What the task asks
Your reply should hold the line containing "pavement in the photo above." and every later line of the records, reproduced exactly, and no other lines.

Supplied material
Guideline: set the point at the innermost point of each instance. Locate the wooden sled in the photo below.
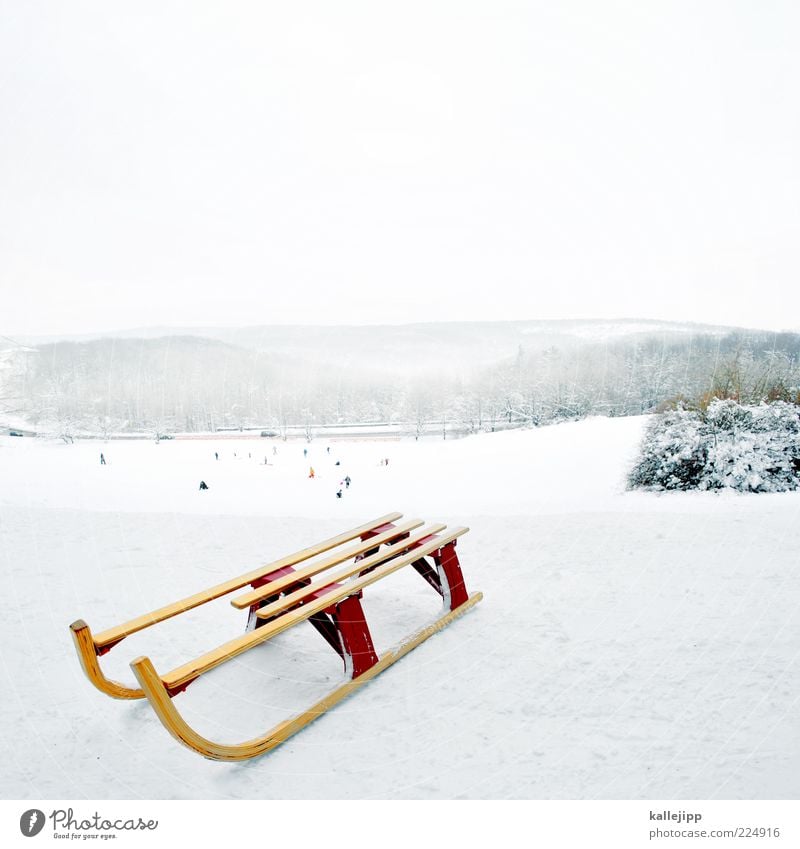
(300, 587)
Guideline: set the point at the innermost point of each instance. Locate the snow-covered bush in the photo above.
(729, 445)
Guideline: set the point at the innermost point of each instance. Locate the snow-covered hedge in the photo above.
(748, 448)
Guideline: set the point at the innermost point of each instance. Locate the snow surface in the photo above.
(629, 644)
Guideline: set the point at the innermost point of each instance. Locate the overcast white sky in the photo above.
(232, 163)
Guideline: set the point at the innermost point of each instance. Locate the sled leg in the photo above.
(450, 576)
(87, 654)
(171, 719)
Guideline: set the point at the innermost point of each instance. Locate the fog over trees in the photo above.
(460, 377)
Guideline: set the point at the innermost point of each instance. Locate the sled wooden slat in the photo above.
(114, 635)
(254, 596)
(294, 598)
(189, 671)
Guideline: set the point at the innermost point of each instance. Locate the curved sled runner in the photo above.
(283, 594)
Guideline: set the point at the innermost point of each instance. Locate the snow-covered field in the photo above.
(629, 645)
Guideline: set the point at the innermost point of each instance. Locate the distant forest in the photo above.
(188, 383)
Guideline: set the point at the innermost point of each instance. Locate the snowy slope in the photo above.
(629, 645)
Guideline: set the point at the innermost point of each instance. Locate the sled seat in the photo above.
(303, 586)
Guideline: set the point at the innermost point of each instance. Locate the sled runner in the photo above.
(304, 586)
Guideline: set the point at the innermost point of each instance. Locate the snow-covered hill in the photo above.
(629, 645)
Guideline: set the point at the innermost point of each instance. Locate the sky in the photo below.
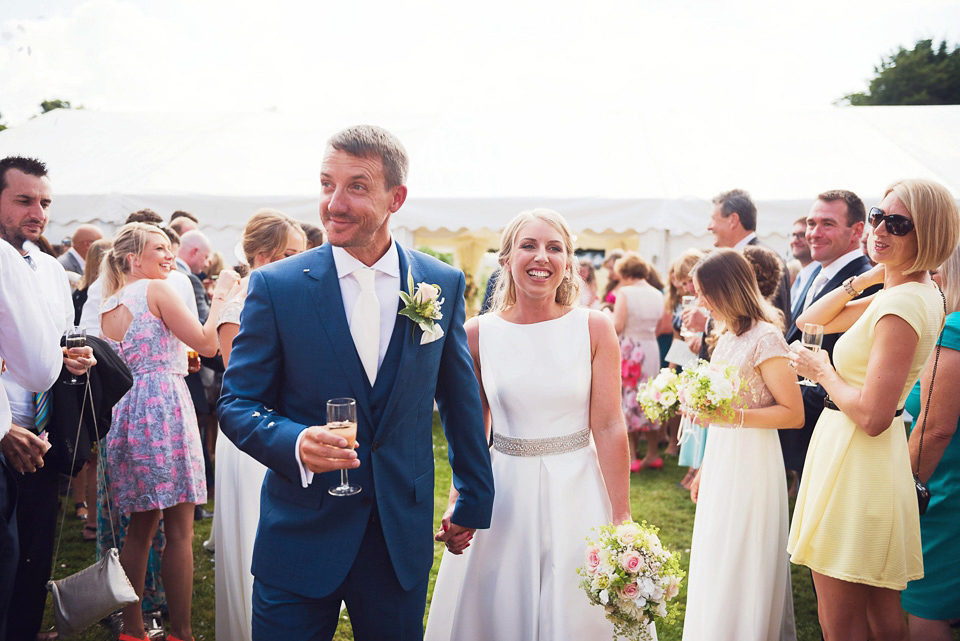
(423, 57)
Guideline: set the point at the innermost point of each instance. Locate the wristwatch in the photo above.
(848, 287)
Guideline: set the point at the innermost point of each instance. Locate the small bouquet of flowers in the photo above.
(632, 576)
(708, 388)
(658, 396)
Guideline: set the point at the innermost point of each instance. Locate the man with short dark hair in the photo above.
(183, 221)
(25, 196)
(325, 324)
(834, 226)
(74, 259)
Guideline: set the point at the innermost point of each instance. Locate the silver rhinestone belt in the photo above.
(541, 446)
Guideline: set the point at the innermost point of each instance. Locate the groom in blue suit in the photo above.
(306, 336)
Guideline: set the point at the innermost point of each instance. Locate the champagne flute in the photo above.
(76, 337)
(342, 420)
(812, 339)
(687, 302)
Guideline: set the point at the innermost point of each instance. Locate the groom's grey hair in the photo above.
(370, 141)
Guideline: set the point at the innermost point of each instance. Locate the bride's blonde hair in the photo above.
(505, 293)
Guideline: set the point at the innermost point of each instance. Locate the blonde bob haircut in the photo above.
(505, 293)
(266, 233)
(727, 281)
(936, 220)
(129, 243)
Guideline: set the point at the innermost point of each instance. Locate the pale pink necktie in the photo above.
(365, 322)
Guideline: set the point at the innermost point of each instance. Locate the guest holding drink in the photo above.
(269, 236)
(557, 442)
(739, 586)
(153, 449)
(933, 601)
(636, 315)
(856, 522)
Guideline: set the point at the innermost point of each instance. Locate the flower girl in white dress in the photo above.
(549, 374)
(739, 585)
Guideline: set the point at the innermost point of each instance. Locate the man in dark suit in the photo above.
(326, 324)
(834, 226)
(733, 224)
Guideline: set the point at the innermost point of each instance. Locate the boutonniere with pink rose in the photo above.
(423, 304)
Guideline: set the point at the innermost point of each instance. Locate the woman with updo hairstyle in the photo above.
(268, 236)
(636, 314)
(740, 527)
(153, 449)
(548, 372)
(856, 522)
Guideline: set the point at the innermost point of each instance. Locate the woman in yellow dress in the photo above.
(856, 521)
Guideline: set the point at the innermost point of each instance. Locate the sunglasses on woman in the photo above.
(896, 224)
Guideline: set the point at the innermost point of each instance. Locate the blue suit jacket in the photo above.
(294, 351)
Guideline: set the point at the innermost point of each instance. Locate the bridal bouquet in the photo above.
(658, 396)
(707, 388)
(628, 572)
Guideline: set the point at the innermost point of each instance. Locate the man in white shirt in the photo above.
(834, 226)
(800, 251)
(75, 259)
(24, 200)
(30, 349)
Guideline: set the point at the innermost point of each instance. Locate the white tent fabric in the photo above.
(634, 178)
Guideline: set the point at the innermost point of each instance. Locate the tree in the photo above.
(920, 76)
(50, 105)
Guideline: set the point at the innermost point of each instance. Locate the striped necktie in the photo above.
(42, 399)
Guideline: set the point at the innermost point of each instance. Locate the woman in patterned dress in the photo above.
(153, 449)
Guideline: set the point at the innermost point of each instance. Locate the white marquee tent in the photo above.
(638, 179)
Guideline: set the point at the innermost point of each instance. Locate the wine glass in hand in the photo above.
(75, 337)
(342, 421)
(812, 339)
(687, 302)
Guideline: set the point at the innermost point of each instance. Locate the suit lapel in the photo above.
(324, 288)
(405, 370)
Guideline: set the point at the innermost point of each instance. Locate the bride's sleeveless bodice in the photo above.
(537, 377)
(518, 580)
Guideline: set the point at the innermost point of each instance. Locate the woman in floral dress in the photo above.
(153, 449)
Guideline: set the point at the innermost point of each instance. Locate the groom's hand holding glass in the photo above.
(323, 451)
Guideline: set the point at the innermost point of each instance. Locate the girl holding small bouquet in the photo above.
(739, 580)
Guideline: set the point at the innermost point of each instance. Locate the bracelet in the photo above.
(848, 287)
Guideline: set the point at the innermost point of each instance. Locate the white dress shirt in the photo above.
(54, 293)
(831, 270)
(90, 314)
(387, 284)
(29, 338)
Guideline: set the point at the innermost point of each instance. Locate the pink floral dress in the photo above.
(153, 448)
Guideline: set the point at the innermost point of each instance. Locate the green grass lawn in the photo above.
(654, 495)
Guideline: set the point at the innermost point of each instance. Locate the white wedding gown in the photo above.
(518, 580)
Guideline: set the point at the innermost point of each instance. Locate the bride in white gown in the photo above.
(550, 384)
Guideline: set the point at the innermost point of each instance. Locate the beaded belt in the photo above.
(541, 446)
(830, 405)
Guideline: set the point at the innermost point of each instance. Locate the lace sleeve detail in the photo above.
(770, 344)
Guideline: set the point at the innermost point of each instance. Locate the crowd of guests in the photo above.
(883, 283)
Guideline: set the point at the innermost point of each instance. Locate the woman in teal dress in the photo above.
(934, 600)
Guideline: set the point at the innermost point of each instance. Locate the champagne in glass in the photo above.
(75, 337)
(687, 302)
(812, 339)
(342, 420)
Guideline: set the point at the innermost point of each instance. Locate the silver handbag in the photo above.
(82, 599)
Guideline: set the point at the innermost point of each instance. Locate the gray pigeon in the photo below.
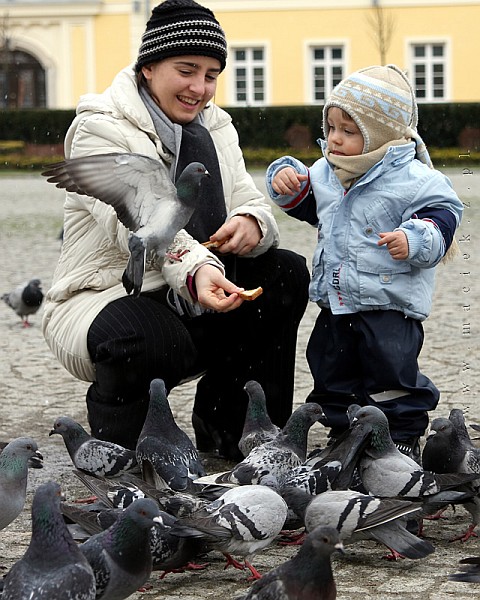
(306, 576)
(358, 516)
(449, 449)
(165, 453)
(92, 455)
(243, 521)
(270, 462)
(25, 299)
(258, 428)
(15, 458)
(145, 199)
(384, 470)
(121, 556)
(470, 570)
(53, 567)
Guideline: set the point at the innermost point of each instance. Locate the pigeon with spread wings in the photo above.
(145, 199)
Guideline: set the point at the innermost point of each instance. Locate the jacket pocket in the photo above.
(382, 280)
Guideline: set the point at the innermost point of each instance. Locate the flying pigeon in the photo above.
(145, 199)
(308, 575)
(358, 516)
(449, 449)
(121, 556)
(15, 458)
(470, 570)
(243, 521)
(92, 455)
(270, 462)
(165, 453)
(25, 299)
(53, 567)
(258, 428)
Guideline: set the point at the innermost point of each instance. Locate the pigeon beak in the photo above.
(35, 462)
(340, 548)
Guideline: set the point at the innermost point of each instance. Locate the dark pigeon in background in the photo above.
(306, 576)
(258, 427)
(25, 299)
(53, 567)
(165, 453)
(92, 455)
(15, 459)
(449, 449)
(142, 194)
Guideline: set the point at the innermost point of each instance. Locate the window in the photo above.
(429, 71)
(22, 80)
(328, 67)
(249, 76)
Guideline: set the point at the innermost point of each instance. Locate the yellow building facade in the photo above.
(281, 52)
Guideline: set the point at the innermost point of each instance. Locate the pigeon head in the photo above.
(19, 454)
(190, 181)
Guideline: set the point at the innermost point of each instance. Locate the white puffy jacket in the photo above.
(95, 246)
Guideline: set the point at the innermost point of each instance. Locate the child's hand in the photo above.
(287, 182)
(397, 244)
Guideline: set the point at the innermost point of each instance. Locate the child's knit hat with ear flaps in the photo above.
(380, 100)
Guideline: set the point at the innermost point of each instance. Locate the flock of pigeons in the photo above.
(155, 508)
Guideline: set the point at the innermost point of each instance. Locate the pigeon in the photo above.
(270, 462)
(165, 453)
(15, 458)
(243, 521)
(258, 428)
(470, 570)
(384, 470)
(306, 576)
(25, 299)
(121, 556)
(142, 194)
(358, 516)
(169, 553)
(92, 455)
(53, 567)
(449, 449)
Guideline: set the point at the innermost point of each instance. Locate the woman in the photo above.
(189, 318)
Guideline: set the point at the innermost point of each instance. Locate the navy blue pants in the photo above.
(371, 358)
(134, 340)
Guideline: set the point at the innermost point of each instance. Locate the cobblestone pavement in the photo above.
(35, 389)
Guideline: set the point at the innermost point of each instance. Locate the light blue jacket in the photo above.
(351, 273)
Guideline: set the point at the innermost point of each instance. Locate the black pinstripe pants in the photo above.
(134, 340)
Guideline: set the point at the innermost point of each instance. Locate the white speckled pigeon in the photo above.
(306, 576)
(53, 567)
(359, 516)
(15, 458)
(25, 299)
(258, 428)
(92, 455)
(243, 521)
(270, 462)
(165, 453)
(145, 199)
(121, 556)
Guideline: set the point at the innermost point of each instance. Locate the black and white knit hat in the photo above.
(181, 27)
(380, 100)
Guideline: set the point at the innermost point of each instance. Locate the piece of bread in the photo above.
(251, 294)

Response to this task
Guideline: set the point at the innermost point of each instance. Locate the cobblestone pavement in the photo above.
(35, 389)
Guideline: set the point at the innermost point of each instance. Locate the light blue jacket in the photo above.
(351, 273)
Guideline: set the point at the innermost point of each instance. Locate the black pinstripe pants in the photo above.
(134, 340)
Guideline: set the point at the innermost point of each instance. Locate the white speckled pigeon in the photo above.
(306, 576)
(53, 567)
(359, 516)
(15, 458)
(25, 299)
(258, 428)
(92, 455)
(243, 521)
(270, 462)
(165, 453)
(145, 199)
(121, 556)
Guideline: set the point at the innermost point of each instance. Locate the black and white knit hat in the photo above.
(181, 27)
(380, 100)
Guideline: set the point at the innermost point of each instance. Locate the piece of bread in the photo above.
(251, 294)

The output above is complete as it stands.